Start of Document
CForth Source for CL4
CForth is built automatically by CL4 OFW build or you can cd to the cforth build directory and "make"
Build directory is cforth/build/arm-xo-cl4
Source directory is cforth/src/app/arm-xo-cl4
I direct your attention to cforth/build/arm-xo-cl4 That is where builds happen, although if one is building via the OFW tree, that happens automatically.
Q: reviewed. only puzzle i see is that PLATPATH isn't cl4 specific. but APPPATH* has a cl4 specificity.
The platform stuff is low-level, fairly minimal, all in C, and doesn't appear - so far - to differ between boards (So much so that the same platform code even works on Thunderstone.) by virtue of the fact that UART3 seems to be the go-to serial port for everybody. Now to src/app/arm-xo-cl4 You will notice that I have done a boatload of factoring at the file level. No more huge app.fth and significantly fewer ifdefs
the files in ../arm-mmp2 drive SoC hardware modules largely without knowledge of boards, and mmp3 is so similar to mmp2 in most respects that the mmp2 drivers "just work"
./gpiopins.fth is a key board-specific thing It is darn near identical to gpiopins.fth in the OFW tree.
look at ../arm-xo-1.75/boardgpio.fth. it has many ifdefs but they are conditional not on platforms, but rather on the existence of individual GPIOs
In general, if one is to have ifdefs, I prefer precision instead of tying to platforms. I do not always follow that rule as well as I should, but eventually I usually get around to doing the right thing.
arm-xo-1.75/memtest.fth has a rudimentary memory test that will no doubt be used heavily for a few days during bringup
The random test that is currently ensconsed therein is good for final checkout, but not so good for pinning down specific problems.
There are some primitives that are better for directed testing: arm-xo-1.75/ccalls.fth:{lfill,lcheck,inc-fill,inc-check} XO_CL4_Memory_Test
Note address offset for SP access to main memory.
Q: memtest-start in memtest.fth?
Memory address + 0x1000.0000 = SP address.
Q: ah, as in the SP effectively subtracts 1000.0000 prior to accessing memory?
End of Document
Exercise requirements.
a. Reproduce a passage of the CForth notes word for word, starting with "arm-xo-1.75/memtest.fth has a" and ending after "memtest-start in memtest.fth?".
b. Continue the notes on building CForth for CL4 from the point where they stop.
Start of Record list
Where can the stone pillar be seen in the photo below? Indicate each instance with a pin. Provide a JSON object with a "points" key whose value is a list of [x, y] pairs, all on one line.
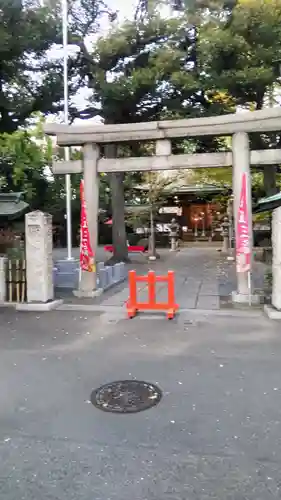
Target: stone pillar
{"points": [[39, 257], [88, 281], [3, 262], [241, 164], [276, 258], [225, 235]]}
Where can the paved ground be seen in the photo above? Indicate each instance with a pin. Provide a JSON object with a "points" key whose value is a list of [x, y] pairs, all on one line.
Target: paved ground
{"points": [[216, 434], [203, 277]]}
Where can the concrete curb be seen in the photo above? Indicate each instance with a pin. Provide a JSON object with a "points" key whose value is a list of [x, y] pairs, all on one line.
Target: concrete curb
{"points": [[36, 306], [199, 312], [271, 312]]}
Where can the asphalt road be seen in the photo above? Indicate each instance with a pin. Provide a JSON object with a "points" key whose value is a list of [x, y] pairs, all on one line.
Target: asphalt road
{"points": [[216, 433]]}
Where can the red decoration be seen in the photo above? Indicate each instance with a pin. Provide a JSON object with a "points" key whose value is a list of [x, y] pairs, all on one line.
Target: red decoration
{"points": [[87, 262], [243, 253]]}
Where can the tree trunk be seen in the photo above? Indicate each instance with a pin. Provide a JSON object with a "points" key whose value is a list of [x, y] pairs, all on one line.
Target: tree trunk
{"points": [[119, 237], [269, 180]]}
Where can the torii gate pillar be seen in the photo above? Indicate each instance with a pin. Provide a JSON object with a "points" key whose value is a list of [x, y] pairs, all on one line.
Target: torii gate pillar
{"points": [[241, 165]]}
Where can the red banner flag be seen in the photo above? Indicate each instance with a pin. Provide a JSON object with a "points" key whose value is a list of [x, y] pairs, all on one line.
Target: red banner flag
{"points": [[87, 262], [243, 253]]}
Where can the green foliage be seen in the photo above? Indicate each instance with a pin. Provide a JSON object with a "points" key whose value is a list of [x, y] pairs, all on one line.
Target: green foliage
{"points": [[31, 80], [23, 165]]}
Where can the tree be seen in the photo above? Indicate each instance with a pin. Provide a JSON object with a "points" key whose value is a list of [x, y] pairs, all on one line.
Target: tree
{"points": [[23, 166], [242, 58], [31, 80], [140, 72]]}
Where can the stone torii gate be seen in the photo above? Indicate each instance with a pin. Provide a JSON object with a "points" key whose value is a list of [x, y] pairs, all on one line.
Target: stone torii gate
{"points": [[90, 137]]}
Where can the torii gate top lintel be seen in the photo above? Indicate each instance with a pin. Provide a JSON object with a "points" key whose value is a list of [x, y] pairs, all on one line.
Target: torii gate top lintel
{"points": [[267, 120]]}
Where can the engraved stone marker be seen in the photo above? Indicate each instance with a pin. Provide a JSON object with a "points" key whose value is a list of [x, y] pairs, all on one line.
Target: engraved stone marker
{"points": [[39, 258]]}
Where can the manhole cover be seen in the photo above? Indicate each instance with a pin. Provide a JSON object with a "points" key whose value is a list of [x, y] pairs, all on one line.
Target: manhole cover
{"points": [[126, 396]]}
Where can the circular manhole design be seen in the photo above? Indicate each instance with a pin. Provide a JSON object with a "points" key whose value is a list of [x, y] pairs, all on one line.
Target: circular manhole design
{"points": [[126, 396]]}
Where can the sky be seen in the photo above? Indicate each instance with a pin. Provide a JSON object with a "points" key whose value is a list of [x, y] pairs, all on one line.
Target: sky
{"points": [[125, 10]]}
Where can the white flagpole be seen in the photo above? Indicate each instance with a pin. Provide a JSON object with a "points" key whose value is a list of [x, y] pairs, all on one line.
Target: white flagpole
{"points": [[66, 150]]}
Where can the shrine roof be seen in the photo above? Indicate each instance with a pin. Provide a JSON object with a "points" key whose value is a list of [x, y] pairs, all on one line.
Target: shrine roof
{"points": [[180, 188], [12, 205]]}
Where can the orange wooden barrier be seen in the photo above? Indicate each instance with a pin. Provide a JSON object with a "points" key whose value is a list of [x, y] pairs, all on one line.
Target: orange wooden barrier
{"points": [[133, 306]]}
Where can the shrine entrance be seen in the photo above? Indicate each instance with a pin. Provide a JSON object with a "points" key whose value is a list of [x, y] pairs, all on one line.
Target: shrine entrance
{"points": [[90, 137]]}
End of Record list
Final results.
a.
arm-xo-1.75/memtest.fth has a rudimentary memory test that will no doubt be used heavily for a few days during bringup
The random test that is currently ensconsed therein is good for final checkout, but not so good for pinning down specific problems.
There are some primitives that are better for directed testing: arm-xo-1.75/ccalls.fth:{lfill,lcheck,inc-fill,inc-check} XO_CL4_Memory_Test
Note address offset for SP access to main memory.
Q: memtest-start in memtest.fth?

b.
If the TCM (tightly coupled memory, sort of like a poor-man's cache) is off, DRAM address 0 is also mirrored at SP address 0, so you can access it at either 0 or 0x10000000
DRAM address 0x3000.0000, which you might think would appear at SP address 0x4000.0000, is simply inaccessible. If the TCM is on, SP address 0 hits the TCM and is aliased at several boundaries.
Q: before dram init in cforth, where is cforth living? sram?
cforth *always* lives in SRAM at 0xd100.0000
Q: RAMBASE, i see.
Except for the C code that implements the PS/2 spoofer. That uses interrupts, and the ARM vector table must start at 0 (on this ARM variant), so portions of that code must appear in the 0 region. The way we do it is to turn on the TCM, copy that code therein, and thence the spoofer can do much of its work from that TCM, which is internal to the SP core, thus eliminating contention with other activities.
So I have just told you the main ways in which the mental model of the address map differs from obviousness (in SP land).
Q: what is TCM intended for?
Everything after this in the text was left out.